▶ _Task brief_
Read the records below. Copy each line where the string "tree" occurs.

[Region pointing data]

════════════════

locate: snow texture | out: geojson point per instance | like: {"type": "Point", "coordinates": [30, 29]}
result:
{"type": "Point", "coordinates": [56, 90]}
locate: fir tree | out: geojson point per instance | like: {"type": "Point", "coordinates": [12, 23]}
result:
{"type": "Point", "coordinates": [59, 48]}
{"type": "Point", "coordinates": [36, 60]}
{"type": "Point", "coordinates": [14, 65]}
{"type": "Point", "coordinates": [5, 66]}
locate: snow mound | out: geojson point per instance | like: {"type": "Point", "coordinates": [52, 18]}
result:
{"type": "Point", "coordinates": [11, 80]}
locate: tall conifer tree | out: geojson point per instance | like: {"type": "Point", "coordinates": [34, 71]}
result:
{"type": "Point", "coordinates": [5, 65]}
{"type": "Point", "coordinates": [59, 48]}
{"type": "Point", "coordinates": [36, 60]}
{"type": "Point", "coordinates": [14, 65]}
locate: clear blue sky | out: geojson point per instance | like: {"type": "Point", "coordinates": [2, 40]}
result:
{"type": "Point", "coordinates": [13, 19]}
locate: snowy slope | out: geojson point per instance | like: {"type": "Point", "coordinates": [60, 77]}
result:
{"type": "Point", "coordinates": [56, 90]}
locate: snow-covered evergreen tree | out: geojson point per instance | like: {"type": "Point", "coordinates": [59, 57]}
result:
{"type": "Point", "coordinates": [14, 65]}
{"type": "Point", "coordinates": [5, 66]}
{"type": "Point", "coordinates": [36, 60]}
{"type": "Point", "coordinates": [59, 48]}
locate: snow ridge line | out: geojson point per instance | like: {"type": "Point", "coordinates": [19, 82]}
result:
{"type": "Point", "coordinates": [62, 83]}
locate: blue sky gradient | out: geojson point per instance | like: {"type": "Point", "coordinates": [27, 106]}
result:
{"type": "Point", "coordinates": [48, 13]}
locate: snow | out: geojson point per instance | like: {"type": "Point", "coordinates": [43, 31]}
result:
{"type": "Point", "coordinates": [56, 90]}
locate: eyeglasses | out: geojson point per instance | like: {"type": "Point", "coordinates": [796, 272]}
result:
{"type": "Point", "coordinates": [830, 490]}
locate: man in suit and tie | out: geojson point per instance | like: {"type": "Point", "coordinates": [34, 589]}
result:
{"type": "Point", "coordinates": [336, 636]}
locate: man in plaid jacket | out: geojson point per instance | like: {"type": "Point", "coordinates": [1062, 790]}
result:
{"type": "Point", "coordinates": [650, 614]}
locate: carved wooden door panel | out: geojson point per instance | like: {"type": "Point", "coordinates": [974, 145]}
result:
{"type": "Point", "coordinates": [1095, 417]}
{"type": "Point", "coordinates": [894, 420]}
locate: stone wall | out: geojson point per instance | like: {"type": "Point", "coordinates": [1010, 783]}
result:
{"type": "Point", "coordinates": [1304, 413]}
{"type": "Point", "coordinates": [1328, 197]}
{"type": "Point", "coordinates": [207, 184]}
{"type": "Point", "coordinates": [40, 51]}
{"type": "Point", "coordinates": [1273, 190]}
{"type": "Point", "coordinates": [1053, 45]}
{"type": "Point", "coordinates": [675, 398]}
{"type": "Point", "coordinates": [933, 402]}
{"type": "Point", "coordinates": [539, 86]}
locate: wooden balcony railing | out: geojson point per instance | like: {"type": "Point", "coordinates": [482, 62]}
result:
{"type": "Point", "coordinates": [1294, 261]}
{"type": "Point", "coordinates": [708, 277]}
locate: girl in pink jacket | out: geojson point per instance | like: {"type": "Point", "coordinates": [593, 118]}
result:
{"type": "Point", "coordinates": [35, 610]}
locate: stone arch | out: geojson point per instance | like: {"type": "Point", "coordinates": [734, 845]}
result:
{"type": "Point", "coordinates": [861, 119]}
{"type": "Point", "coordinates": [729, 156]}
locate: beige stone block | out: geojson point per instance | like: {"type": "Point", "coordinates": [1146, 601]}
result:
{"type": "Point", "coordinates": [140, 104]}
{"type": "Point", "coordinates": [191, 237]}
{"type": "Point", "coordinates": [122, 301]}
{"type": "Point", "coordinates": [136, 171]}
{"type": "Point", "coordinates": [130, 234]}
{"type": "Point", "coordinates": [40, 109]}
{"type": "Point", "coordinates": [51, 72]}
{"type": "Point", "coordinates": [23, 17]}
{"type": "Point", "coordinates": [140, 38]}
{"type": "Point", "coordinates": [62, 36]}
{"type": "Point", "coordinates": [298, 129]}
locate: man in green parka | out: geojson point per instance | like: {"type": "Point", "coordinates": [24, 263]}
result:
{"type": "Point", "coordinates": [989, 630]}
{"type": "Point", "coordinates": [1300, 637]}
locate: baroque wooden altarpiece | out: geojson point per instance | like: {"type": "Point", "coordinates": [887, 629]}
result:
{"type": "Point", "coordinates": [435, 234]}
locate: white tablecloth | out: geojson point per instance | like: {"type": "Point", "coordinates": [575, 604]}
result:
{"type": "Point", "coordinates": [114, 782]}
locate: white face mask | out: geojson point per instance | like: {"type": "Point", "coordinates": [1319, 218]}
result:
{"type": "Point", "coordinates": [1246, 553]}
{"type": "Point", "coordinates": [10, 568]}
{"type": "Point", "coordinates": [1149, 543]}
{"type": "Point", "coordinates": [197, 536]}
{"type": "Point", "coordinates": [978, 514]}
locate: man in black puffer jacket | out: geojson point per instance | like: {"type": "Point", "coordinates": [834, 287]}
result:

════════════════

▶ _Worked solution_
locate: fir tree | out: geojson point per instance | like: {"type": "Point", "coordinates": [12, 23]}
locate: tall conifer tree | out: geojson point per instance | like: {"type": "Point", "coordinates": [34, 71]}
locate: snow-covered evergreen tree | out: geojson point per instance | like: {"type": "Point", "coordinates": [59, 57]}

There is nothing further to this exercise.